##### Material provided #####

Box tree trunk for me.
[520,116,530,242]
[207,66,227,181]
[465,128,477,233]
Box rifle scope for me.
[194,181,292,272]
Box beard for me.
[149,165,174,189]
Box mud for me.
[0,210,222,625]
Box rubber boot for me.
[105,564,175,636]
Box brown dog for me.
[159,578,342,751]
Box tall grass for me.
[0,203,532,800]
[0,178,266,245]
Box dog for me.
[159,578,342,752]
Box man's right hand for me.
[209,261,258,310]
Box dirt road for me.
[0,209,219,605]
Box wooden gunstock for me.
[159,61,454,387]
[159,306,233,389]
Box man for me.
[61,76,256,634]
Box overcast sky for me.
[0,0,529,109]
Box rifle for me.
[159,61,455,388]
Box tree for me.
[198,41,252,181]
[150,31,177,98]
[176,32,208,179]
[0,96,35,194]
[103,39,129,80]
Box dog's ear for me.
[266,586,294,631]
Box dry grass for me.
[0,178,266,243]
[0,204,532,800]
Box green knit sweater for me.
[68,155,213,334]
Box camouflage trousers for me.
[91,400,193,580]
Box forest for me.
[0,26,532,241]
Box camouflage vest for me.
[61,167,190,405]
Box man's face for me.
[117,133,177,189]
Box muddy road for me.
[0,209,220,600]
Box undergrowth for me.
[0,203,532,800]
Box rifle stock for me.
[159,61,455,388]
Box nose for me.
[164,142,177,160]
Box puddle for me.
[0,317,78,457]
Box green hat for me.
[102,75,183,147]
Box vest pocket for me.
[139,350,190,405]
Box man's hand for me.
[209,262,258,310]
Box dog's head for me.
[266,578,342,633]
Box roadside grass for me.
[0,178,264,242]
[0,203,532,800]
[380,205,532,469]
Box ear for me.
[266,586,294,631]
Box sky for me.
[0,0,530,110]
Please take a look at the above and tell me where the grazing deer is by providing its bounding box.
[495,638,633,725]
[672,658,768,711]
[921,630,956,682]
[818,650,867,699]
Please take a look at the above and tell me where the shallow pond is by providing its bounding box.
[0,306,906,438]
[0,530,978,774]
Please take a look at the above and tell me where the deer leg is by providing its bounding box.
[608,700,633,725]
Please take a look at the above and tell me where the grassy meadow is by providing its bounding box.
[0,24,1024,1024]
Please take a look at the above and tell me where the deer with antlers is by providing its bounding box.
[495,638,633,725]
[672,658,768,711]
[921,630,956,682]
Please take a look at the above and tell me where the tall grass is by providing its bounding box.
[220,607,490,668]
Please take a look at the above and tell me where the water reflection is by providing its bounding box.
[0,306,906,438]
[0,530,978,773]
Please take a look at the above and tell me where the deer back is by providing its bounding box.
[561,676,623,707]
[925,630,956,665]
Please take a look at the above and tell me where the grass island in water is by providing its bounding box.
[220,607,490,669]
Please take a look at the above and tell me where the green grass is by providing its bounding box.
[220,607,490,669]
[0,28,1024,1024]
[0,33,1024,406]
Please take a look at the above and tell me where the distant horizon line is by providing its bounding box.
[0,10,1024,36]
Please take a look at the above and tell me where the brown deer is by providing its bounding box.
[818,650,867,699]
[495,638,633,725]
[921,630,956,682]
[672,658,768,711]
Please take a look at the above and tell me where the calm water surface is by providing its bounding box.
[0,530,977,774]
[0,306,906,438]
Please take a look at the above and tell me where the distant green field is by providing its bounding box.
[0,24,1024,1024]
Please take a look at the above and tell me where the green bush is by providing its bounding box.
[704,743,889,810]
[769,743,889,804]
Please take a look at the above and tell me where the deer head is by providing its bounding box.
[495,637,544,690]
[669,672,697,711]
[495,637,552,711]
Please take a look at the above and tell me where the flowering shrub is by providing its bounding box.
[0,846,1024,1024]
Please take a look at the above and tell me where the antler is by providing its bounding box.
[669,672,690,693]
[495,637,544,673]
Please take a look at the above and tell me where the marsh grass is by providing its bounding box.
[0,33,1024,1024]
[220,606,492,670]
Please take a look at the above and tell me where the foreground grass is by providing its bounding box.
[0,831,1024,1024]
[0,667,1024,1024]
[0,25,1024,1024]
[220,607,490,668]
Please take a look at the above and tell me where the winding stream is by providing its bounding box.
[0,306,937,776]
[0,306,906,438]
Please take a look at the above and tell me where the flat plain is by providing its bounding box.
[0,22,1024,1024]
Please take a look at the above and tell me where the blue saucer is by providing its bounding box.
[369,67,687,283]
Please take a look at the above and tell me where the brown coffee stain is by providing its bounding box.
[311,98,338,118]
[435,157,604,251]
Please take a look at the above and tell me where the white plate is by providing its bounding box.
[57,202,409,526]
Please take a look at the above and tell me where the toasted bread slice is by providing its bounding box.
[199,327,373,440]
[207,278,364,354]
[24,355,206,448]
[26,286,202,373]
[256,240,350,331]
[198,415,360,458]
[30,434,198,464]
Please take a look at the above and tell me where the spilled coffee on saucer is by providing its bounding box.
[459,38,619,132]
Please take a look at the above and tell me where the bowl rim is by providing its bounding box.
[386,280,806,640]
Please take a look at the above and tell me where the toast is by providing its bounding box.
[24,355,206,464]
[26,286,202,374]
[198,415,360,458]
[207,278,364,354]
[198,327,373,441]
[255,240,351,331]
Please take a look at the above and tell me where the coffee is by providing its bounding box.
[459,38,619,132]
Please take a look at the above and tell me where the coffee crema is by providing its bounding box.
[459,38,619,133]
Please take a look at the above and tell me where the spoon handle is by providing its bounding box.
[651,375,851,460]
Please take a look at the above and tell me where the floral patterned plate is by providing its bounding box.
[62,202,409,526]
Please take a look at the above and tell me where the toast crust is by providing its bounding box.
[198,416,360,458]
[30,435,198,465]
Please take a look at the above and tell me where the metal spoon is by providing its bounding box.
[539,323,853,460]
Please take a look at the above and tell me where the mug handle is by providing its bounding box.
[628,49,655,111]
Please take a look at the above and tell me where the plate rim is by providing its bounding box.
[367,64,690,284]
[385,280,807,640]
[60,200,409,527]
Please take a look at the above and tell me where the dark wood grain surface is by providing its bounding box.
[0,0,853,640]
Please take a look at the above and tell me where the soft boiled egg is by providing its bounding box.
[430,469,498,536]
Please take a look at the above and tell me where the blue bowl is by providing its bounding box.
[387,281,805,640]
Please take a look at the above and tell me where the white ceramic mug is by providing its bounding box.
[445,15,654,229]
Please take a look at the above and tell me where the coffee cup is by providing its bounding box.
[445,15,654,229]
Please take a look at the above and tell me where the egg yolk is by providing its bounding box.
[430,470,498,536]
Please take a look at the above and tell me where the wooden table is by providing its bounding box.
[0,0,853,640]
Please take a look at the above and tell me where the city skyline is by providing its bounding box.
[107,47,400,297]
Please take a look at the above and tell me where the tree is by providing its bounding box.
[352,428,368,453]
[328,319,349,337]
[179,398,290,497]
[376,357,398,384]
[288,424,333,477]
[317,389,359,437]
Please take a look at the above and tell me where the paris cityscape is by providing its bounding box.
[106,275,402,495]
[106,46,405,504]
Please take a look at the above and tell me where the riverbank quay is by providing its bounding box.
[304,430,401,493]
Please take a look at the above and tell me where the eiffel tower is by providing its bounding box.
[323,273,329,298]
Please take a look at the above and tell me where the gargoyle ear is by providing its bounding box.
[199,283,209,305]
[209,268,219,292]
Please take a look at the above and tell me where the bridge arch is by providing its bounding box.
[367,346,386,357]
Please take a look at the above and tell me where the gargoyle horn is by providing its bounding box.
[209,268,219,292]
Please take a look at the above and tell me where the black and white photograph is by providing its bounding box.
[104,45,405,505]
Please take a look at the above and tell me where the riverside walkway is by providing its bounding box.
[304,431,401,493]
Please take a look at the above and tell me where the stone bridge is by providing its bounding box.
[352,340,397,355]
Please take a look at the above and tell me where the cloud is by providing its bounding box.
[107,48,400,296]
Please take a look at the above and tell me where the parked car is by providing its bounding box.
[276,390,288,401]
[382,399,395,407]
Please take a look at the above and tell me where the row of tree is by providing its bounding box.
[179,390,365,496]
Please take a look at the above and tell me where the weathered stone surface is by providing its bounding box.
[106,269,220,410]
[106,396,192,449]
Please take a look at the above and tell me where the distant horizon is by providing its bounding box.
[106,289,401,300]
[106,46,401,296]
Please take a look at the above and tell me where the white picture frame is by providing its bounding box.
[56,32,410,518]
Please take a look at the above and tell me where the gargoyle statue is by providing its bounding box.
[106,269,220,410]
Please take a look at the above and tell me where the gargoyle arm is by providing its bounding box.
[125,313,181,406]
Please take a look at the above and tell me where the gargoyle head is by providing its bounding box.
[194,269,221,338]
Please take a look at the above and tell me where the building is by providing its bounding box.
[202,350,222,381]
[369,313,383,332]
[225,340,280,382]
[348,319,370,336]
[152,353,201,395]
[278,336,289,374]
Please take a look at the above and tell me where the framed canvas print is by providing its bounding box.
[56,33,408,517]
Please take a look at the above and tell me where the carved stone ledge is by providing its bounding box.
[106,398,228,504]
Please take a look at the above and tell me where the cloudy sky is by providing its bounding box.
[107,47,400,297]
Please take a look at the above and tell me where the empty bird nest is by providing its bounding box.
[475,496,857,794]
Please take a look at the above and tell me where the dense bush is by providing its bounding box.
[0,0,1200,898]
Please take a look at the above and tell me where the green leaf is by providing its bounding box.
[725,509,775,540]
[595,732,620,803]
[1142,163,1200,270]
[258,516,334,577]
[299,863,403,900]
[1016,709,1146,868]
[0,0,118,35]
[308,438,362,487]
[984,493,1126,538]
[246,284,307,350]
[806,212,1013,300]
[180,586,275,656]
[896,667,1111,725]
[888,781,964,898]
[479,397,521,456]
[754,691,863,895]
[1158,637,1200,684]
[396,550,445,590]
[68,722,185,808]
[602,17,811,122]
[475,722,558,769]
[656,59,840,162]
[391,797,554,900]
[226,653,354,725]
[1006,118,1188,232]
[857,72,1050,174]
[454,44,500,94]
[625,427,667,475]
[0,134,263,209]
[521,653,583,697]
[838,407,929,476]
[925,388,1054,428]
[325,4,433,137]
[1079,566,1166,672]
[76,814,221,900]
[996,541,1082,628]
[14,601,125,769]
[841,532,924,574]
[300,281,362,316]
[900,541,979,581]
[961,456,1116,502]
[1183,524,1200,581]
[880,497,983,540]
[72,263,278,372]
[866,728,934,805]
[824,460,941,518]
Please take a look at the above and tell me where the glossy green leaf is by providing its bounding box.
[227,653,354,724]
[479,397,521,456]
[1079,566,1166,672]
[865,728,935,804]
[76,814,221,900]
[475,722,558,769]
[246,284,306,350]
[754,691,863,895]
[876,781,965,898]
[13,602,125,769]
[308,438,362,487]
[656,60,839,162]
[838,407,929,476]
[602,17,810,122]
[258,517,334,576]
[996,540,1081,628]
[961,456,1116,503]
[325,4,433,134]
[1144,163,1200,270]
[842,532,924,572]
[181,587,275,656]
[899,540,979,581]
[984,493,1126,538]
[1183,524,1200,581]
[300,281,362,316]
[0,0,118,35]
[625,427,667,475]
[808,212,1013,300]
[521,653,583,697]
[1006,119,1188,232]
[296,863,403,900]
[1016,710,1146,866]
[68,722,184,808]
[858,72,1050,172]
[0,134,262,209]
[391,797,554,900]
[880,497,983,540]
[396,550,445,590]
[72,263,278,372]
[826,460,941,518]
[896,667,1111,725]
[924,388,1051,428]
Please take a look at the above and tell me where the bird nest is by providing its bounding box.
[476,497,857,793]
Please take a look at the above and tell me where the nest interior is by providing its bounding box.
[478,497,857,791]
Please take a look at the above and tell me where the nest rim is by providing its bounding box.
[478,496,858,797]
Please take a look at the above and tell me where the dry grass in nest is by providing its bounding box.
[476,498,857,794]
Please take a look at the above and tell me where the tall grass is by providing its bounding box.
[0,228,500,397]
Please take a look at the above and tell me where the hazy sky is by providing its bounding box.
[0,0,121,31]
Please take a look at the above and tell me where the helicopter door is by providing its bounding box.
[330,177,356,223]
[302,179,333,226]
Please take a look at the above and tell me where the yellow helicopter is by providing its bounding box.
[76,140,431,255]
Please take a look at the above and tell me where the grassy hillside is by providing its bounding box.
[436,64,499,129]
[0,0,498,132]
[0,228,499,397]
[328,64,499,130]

#####

> [What you will do]
Reproduce the stretch of the listing from the line containing "toast is by providing its bounding box." through the line containing "[651,375,851,460]", with both of those lines included, and nothing else.

> [Answer]
Please take a look at the above and tell me where the toast is by providing its bounding box.
[24,355,206,464]
[26,286,202,374]
[198,415,360,458]
[207,278,364,354]
[198,327,373,441]
[255,240,351,331]
Please take a look at the above and tell me where the coffee is by providing its bounding box.
[459,38,619,132]
Please take a look at the above and tell me where the coffee crema is by providing its bounding box.
[459,38,619,133]
Please take a look at the above and tell me where the spoon handle is by providing its bounding box.
[651,375,851,460]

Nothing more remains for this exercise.